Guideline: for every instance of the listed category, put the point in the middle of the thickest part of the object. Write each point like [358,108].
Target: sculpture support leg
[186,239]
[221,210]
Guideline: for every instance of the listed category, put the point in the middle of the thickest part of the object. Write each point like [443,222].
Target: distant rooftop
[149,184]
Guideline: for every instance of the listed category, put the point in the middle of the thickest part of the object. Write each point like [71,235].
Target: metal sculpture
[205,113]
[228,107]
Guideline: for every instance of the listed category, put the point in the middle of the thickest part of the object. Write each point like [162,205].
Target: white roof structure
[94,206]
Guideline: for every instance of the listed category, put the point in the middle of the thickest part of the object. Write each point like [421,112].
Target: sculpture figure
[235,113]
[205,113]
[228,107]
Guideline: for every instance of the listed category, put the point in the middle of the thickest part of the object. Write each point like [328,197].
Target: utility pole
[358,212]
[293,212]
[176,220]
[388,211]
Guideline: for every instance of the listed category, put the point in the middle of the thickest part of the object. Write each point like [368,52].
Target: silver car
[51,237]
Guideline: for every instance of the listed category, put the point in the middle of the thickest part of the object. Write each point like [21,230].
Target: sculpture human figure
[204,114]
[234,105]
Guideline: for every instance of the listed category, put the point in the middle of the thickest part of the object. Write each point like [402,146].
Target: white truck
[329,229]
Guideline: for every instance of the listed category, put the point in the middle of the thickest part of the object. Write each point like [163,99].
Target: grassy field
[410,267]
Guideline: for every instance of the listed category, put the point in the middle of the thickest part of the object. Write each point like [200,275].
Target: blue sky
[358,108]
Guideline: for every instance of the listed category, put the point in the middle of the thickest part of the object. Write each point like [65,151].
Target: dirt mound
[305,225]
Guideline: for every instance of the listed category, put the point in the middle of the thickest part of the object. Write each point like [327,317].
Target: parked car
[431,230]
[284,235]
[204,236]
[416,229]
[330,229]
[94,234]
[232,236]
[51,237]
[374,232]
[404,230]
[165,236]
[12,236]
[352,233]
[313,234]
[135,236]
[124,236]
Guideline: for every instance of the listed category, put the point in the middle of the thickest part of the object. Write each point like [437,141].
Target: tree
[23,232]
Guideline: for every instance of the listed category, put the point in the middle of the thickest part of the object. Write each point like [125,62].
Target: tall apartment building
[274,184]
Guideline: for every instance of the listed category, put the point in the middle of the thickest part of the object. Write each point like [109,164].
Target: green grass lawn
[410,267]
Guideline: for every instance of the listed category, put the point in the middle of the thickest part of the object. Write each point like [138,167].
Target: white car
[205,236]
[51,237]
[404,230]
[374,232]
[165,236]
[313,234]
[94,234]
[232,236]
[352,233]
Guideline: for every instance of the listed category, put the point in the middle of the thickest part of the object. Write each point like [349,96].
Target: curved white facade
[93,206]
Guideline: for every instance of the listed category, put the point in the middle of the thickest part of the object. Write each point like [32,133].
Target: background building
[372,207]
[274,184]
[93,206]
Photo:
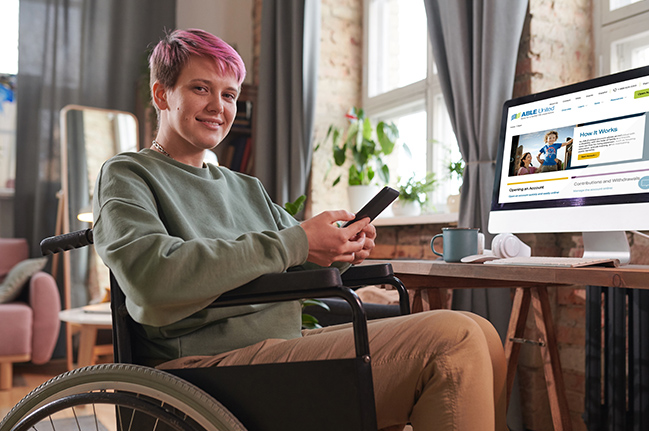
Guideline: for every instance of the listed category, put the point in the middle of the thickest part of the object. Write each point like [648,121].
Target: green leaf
[315,302]
[295,207]
[367,130]
[387,137]
[310,322]
[339,155]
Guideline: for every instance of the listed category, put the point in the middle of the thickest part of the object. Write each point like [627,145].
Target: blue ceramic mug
[457,242]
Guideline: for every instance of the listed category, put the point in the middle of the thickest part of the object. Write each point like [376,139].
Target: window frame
[421,95]
[611,26]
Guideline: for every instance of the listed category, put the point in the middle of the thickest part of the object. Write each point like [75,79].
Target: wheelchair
[323,395]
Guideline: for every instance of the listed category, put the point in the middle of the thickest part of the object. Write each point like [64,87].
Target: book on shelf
[244,109]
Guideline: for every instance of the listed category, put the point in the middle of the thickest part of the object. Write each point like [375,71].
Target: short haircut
[172,53]
[551,132]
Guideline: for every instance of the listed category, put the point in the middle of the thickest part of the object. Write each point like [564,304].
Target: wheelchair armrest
[316,283]
[381,273]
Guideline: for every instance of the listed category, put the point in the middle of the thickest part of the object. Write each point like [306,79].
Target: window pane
[9,37]
[445,151]
[616,4]
[630,52]
[412,133]
[397,44]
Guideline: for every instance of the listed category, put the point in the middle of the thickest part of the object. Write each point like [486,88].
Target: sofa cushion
[18,275]
[15,329]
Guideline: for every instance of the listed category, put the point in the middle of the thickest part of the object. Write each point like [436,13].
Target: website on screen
[584,144]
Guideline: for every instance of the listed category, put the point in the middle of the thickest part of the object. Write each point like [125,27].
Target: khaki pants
[438,370]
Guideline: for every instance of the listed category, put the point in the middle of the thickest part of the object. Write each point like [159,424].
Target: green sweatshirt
[177,236]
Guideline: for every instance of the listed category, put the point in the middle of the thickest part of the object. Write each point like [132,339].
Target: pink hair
[172,53]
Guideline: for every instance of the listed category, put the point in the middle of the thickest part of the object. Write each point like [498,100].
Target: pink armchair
[29,325]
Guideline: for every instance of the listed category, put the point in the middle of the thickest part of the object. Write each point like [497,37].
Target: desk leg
[516,330]
[87,342]
[551,362]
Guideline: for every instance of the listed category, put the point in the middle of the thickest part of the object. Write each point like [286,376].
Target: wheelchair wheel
[119,397]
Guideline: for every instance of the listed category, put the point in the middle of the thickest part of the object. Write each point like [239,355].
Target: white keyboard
[568,262]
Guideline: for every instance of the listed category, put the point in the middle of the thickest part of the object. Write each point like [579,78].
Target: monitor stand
[607,245]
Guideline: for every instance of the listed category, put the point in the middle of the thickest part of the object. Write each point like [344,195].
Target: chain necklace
[161,149]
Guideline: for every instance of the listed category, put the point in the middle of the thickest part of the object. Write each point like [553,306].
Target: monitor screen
[575,159]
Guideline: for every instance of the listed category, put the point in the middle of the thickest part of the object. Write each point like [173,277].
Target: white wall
[231,20]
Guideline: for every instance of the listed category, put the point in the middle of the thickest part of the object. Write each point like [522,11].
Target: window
[8,71]
[401,85]
[621,35]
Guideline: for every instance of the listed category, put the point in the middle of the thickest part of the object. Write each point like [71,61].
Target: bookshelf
[235,152]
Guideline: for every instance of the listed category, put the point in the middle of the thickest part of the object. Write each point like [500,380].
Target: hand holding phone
[376,205]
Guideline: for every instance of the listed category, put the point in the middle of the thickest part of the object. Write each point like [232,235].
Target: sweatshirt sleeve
[165,277]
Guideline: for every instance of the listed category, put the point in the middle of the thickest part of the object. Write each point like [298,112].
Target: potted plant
[413,195]
[365,145]
[455,171]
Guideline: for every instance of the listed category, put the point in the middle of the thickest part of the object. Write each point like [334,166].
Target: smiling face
[197,112]
[527,159]
[551,139]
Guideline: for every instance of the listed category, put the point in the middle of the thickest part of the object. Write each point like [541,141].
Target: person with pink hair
[177,233]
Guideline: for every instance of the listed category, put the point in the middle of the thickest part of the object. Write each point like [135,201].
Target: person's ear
[159,95]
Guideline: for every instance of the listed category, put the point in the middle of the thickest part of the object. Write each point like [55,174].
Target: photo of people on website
[543,151]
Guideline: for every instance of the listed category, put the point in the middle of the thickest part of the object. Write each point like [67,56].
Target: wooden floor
[27,377]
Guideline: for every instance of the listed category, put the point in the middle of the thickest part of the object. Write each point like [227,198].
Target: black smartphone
[376,205]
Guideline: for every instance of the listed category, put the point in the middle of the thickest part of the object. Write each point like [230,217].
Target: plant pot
[402,208]
[360,195]
[453,203]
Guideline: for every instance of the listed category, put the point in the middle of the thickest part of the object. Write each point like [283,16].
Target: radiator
[617,359]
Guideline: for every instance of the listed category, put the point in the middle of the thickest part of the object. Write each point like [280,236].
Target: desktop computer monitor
[576,159]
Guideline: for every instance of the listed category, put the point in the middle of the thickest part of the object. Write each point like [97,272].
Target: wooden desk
[88,320]
[425,278]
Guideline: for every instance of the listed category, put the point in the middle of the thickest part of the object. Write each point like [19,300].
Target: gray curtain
[290,39]
[87,52]
[475,45]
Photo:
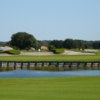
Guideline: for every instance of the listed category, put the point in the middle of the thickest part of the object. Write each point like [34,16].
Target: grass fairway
[64,88]
[52,58]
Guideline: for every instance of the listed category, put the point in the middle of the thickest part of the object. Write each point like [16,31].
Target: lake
[30,73]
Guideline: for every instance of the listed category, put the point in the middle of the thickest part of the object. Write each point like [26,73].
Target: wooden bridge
[49,64]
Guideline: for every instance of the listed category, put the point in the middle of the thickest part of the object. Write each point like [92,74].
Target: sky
[50,19]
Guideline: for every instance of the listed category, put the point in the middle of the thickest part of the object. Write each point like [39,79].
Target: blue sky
[50,19]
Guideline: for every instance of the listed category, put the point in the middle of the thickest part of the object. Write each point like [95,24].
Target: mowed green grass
[52,58]
[61,88]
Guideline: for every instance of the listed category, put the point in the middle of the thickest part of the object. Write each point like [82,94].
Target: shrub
[1,51]
[58,51]
[15,52]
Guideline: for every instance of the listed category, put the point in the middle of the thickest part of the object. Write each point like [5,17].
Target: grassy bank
[51,58]
[66,88]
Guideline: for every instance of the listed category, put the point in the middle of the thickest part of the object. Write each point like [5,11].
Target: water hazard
[30,73]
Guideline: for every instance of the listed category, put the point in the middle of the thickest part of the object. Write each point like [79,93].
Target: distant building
[5,48]
[44,48]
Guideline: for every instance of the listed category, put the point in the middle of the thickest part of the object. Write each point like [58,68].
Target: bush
[15,52]
[1,51]
[58,51]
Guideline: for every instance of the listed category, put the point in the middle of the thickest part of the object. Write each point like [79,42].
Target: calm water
[29,73]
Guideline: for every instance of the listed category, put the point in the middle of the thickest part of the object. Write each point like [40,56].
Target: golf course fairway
[57,88]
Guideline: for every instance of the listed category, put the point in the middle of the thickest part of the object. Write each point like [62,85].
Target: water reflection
[30,73]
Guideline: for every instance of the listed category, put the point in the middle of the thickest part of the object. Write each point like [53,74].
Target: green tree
[23,40]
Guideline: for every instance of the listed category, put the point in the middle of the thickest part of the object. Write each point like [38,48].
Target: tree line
[23,40]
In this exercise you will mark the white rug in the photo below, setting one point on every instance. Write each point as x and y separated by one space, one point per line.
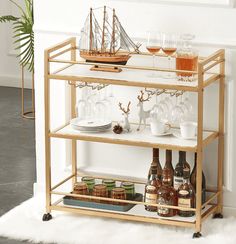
24 223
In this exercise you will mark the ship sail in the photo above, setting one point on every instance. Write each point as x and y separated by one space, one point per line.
110 37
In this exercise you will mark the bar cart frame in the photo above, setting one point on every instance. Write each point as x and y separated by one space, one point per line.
204 65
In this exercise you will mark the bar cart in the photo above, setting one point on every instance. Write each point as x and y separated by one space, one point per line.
76 72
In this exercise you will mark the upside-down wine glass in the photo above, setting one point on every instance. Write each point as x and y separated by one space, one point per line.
177 113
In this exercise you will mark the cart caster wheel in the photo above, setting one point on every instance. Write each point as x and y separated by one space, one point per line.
218 216
197 235
47 217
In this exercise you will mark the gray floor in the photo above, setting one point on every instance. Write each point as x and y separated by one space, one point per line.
17 153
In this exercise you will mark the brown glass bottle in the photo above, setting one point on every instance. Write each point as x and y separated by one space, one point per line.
178 172
193 179
168 165
151 188
186 195
166 195
155 163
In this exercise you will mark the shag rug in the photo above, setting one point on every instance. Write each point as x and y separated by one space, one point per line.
24 222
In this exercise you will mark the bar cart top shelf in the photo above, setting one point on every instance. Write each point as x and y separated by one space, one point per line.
133 75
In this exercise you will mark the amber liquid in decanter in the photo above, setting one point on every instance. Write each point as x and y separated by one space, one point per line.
186 62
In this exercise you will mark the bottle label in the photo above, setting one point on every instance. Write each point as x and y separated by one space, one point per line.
162 210
177 182
185 203
183 192
151 198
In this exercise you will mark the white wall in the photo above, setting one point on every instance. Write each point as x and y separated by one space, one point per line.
10 74
56 20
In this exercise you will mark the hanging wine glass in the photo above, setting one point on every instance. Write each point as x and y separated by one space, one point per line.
99 108
82 107
157 112
177 113
164 107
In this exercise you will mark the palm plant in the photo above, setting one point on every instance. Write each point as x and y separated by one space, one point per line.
23 32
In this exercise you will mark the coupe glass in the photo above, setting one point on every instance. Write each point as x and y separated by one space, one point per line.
153 46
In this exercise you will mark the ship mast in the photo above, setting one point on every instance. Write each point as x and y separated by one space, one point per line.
103 30
91 30
113 33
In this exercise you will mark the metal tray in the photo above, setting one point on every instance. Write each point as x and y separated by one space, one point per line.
67 200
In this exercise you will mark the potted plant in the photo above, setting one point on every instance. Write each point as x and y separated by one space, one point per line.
23 33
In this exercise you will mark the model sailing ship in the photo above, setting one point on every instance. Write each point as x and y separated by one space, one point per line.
108 43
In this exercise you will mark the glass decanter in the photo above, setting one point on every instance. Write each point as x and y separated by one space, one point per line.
186 58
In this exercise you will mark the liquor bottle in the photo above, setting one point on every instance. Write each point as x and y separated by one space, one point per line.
186 195
178 172
168 165
156 163
166 195
151 188
193 179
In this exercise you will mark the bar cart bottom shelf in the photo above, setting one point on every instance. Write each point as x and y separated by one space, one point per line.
137 213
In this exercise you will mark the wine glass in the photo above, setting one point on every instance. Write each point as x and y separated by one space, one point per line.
165 107
99 107
177 113
83 106
169 47
157 112
153 46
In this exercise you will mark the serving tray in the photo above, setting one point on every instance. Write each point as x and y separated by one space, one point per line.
67 200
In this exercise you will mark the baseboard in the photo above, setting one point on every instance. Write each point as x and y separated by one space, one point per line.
14 81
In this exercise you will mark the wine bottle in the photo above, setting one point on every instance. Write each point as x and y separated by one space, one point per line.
166 195
151 189
155 164
186 195
178 172
193 179
168 165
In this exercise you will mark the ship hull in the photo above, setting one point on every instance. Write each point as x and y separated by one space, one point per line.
119 59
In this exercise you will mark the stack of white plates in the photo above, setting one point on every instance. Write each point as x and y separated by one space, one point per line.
91 125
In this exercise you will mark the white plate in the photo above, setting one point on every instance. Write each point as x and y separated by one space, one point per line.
90 123
164 134
90 130
178 135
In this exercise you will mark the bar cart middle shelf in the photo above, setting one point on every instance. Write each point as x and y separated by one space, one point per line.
74 73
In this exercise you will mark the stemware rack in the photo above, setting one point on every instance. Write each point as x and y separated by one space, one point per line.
76 73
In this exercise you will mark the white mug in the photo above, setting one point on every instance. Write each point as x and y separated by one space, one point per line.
188 129
159 127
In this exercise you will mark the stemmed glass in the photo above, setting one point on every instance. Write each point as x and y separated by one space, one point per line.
82 106
177 113
169 47
99 107
153 45
157 112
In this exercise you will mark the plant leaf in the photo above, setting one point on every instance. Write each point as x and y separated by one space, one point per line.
8 18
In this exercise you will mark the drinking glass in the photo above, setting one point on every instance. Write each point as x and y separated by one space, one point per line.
99 107
177 113
157 112
83 107
153 45
165 107
169 47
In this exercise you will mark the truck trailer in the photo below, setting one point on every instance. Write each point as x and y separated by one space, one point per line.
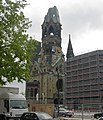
12 103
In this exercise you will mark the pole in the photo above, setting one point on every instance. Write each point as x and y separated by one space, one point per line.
82 111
################
Once you reach the line containing "In this exercise you will mark the bar cart middle", print it and every line after it exactly, through the end of the entries, without any pictures.

> REPLY TO THE EXERCISE
In this exercise you will mark the bar cart middle shelf in the photo above, setting one point on every instance. Write each point as x and y separated by one space, one point per line.
74 73
In this exercise you will mark the stemware rack in the photo above, setting one point on every instance. Write each point as x and y separated by one space, one point per line.
76 73
In this exercise you will mark the white mug in the photo above, setting one point on every instance. Write each point as x and y separated by one space, one point per line.
188 129
159 127
In this exercise you will mark the stemmed glass in the photo above, setting one point on every instance. Write each point as x and y separated by one space, one point per line.
82 106
177 113
169 47
99 107
153 45
157 112
In this exercise you will mark the plant leaf in the photo above, setting one point on every instance. Write each point as x and y separated by one space, one point per line.
8 18
In this exercise you will mark the drinking glass in the photo above, setting one point on every instance. Write each point as x and y separated by one space, one point per line.
99 107
177 113
157 112
83 107
153 45
165 107
169 47
In this exercise you will mark the truck trailer in the photo below, setting one point on every instance. Write each point as x and y separated by one space, one point per line.
12 103
In this exercise you will mark the pole in the photo above, setting one point on every instance. Write each point as x and y separated by one space, one point per line.
82 111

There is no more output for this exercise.